▶ Problem
Locate every line below that contains the string "reflection" and copy each one.

Excerpts from point annotation data
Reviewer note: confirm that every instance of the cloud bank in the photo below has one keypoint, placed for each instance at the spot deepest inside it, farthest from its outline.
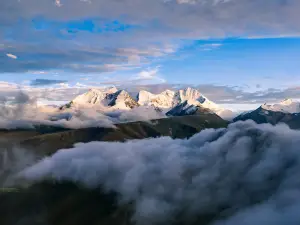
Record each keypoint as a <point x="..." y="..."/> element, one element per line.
<point x="97" y="35"/>
<point x="245" y="174"/>
<point x="24" y="112"/>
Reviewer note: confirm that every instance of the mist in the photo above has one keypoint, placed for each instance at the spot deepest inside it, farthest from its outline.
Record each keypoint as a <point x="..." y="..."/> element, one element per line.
<point x="24" y="112"/>
<point x="244" y="174"/>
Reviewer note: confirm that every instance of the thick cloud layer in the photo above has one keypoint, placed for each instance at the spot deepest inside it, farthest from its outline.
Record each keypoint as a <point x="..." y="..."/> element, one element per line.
<point x="245" y="174"/>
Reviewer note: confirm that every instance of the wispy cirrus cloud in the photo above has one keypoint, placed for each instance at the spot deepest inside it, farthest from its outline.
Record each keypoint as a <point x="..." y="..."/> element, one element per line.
<point x="92" y="34"/>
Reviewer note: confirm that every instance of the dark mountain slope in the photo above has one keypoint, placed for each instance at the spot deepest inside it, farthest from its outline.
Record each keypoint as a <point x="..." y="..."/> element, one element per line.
<point x="176" y="127"/>
<point x="262" y="115"/>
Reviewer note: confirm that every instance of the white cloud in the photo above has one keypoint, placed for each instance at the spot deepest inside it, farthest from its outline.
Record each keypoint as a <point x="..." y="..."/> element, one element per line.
<point x="11" y="56"/>
<point x="148" y="74"/>
<point x="247" y="172"/>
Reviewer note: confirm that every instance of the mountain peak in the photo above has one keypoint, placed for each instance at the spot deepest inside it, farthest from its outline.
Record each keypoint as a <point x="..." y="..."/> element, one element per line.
<point x="285" y="106"/>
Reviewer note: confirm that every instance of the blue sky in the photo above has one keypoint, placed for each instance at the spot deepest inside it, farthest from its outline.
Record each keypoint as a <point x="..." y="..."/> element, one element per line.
<point x="250" y="46"/>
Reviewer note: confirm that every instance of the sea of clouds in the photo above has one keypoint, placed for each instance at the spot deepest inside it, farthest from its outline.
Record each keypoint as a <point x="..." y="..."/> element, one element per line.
<point x="244" y="174"/>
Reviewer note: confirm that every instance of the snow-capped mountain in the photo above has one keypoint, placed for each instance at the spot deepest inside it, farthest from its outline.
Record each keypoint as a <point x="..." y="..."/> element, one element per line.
<point x="170" y="99"/>
<point x="121" y="100"/>
<point x="189" y="100"/>
<point x="285" y="106"/>
<point x="286" y="111"/>
<point x="164" y="100"/>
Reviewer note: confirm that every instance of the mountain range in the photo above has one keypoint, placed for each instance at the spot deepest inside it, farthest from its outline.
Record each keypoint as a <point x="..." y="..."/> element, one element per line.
<point x="187" y="101"/>
<point x="286" y="111"/>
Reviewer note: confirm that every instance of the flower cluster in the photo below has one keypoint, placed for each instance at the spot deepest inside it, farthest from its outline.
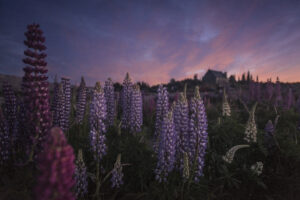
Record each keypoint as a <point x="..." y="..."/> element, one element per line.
<point x="80" y="176"/>
<point x="198" y="134"/>
<point x="117" y="173"/>
<point x="56" y="168"/>
<point x="58" y="108"/>
<point x="251" y="130"/>
<point x="5" y="148"/>
<point x="67" y="102"/>
<point x="226" y="111"/>
<point x="181" y="118"/>
<point x="35" y="87"/>
<point x="97" y="118"/>
<point x="166" y="148"/>
<point x="125" y="100"/>
<point x="269" y="136"/>
<point x="10" y="110"/>
<point x="81" y="102"/>
<point x="136" y="111"/>
<point x="110" y="101"/>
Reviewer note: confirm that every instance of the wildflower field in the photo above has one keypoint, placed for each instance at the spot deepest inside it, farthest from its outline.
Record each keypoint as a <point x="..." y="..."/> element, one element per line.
<point x="109" y="142"/>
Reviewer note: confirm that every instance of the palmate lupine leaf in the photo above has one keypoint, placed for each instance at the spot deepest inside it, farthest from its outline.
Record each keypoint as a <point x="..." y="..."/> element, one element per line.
<point x="56" y="168"/>
<point x="231" y="152"/>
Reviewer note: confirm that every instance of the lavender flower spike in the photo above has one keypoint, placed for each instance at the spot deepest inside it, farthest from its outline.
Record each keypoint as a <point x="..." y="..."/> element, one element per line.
<point x="166" y="149"/>
<point x="80" y="176"/>
<point x="198" y="135"/>
<point x="81" y="101"/>
<point x="117" y="173"/>
<point x="126" y="97"/>
<point x="110" y="101"/>
<point x="56" y="168"/>
<point x="136" y="111"/>
<point x="97" y="118"/>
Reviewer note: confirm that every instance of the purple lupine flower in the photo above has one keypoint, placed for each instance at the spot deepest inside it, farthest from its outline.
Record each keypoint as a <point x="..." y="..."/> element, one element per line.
<point x="110" y="101"/>
<point x="55" y="96"/>
<point x="251" y="90"/>
<point x="80" y="176"/>
<point x="97" y="118"/>
<point x="162" y="107"/>
<point x="166" y="148"/>
<point x="58" y="112"/>
<point x="198" y="134"/>
<point x="290" y="99"/>
<point x="10" y="110"/>
<point x="270" y="90"/>
<point x="67" y="102"/>
<point x="126" y="97"/>
<point x="35" y="87"/>
<point x="81" y="102"/>
<point x="278" y="96"/>
<point x="181" y="122"/>
<point x="117" y="174"/>
<point x="269" y="135"/>
<point x="56" y="168"/>
<point x="136" y="111"/>
<point x="5" y="147"/>
<point x="258" y="91"/>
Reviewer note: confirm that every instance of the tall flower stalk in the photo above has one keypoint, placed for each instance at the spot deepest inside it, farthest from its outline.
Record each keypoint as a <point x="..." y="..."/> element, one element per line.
<point x="67" y="94"/>
<point x="80" y="177"/>
<point x="126" y="98"/>
<point x="166" y="148"/>
<point x="35" y="88"/>
<point x="198" y="135"/>
<point x="97" y="122"/>
<point x="226" y="111"/>
<point x="5" y="144"/>
<point x="81" y="102"/>
<point x="110" y="101"/>
<point x="251" y="130"/>
<point x="136" y="111"/>
<point x="56" y="168"/>
<point x="181" y="122"/>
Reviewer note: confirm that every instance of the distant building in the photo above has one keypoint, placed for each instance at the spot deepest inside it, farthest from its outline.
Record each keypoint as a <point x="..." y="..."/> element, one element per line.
<point x="215" y="77"/>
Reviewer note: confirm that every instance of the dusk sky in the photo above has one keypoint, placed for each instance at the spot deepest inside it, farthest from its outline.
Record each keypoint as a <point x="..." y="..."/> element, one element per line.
<point x="155" y="40"/>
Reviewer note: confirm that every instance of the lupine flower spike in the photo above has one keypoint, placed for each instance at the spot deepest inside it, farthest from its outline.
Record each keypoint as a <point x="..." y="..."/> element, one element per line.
<point x="181" y="122"/>
<point x="110" y="101"/>
<point x="56" y="168"/>
<point x="126" y="97"/>
<point x="117" y="174"/>
<point x="80" y="176"/>
<point x="81" y="101"/>
<point x="35" y="87"/>
<point x="251" y="130"/>
<point x="136" y="111"/>
<point x="225" y="105"/>
<point x="97" y="125"/>
<point x="166" y="149"/>
<point x="198" y="135"/>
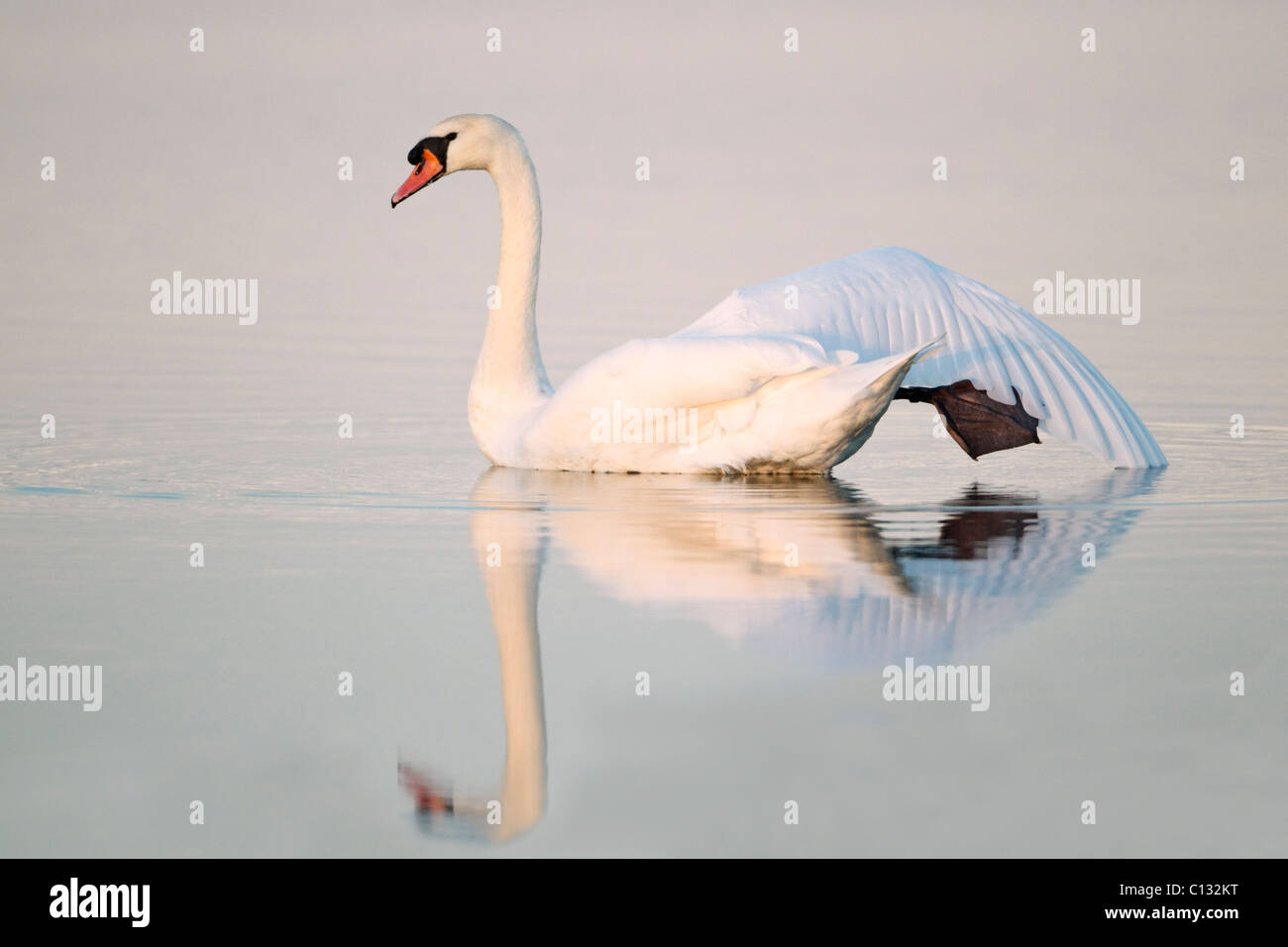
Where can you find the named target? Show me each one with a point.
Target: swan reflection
(802, 567)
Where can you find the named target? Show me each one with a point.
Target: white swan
(789, 376)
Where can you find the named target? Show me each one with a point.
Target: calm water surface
(516, 682)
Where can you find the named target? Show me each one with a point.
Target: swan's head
(460, 144)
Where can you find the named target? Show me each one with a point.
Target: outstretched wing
(888, 300)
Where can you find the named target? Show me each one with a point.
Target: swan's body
(789, 376)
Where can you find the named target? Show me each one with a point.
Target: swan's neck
(509, 377)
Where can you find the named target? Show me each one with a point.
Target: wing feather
(889, 300)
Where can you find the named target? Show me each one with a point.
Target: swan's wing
(888, 300)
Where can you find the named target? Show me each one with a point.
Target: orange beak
(426, 172)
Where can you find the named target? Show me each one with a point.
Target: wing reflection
(802, 567)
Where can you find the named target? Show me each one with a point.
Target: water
(516, 682)
(323, 556)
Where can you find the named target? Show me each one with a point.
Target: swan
(787, 376)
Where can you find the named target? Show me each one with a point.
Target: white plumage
(758, 384)
(887, 300)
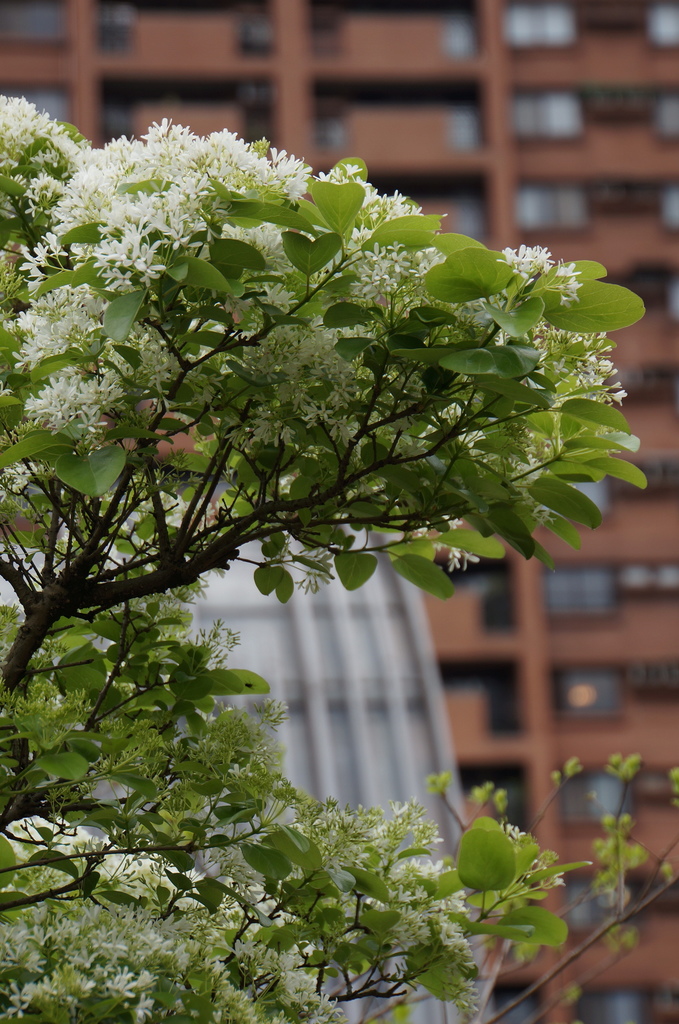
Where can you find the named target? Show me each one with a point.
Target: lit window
(586, 588)
(31, 18)
(464, 127)
(588, 691)
(617, 1006)
(597, 492)
(593, 794)
(667, 115)
(547, 115)
(540, 25)
(551, 206)
(52, 101)
(459, 37)
(670, 206)
(664, 24)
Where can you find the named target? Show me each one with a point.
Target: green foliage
(198, 366)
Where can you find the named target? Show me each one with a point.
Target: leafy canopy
(196, 356)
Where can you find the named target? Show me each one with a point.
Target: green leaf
(452, 243)
(57, 280)
(42, 443)
(135, 782)
(548, 929)
(121, 314)
(310, 256)
(567, 501)
(345, 314)
(296, 847)
(84, 233)
(380, 922)
(425, 574)
(200, 273)
(508, 524)
(468, 274)
(92, 474)
(350, 348)
(519, 392)
(517, 933)
(415, 230)
(485, 860)
(354, 568)
(565, 530)
(470, 540)
(589, 411)
(269, 212)
(7, 860)
(505, 360)
(270, 863)
(623, 470)
(267, 578)
(339, 204)
(10, 186)
(519, 321)
(356, 164)
(486, 822)
(68, 765)
(242, 681)
(598, 307)
(232, 252)
(368, 883)
(589, 269)
(286, 588)
(449, 883)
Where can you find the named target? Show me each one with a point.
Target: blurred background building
(550, 123)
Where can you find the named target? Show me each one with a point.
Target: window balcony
(413, 138)
(420, 42)
(168, 41)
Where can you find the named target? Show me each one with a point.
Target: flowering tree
(196, 356)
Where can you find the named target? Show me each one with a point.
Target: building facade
(550, 123)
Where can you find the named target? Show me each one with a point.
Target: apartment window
(649, 577)
(548, 115)
(588, 691)
(35, 19)
(587, 908)
(497, 682)
(551, 206)
(508, 778)
(592, 794)
(255, 33)
(491, 583)
(664, 24)
(540, 25)
(582, 588)
(464, 127)
(617, 1006)
(503, 995)
(670, 206)
(116, 25)
(52, 101)
(667, 115)
(654, 676)
(459, 37)
(597, 492)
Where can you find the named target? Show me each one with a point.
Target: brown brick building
(551, 123)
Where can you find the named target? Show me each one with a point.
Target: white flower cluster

▶ Written solution
Target: swan reflection
Target: wing reflection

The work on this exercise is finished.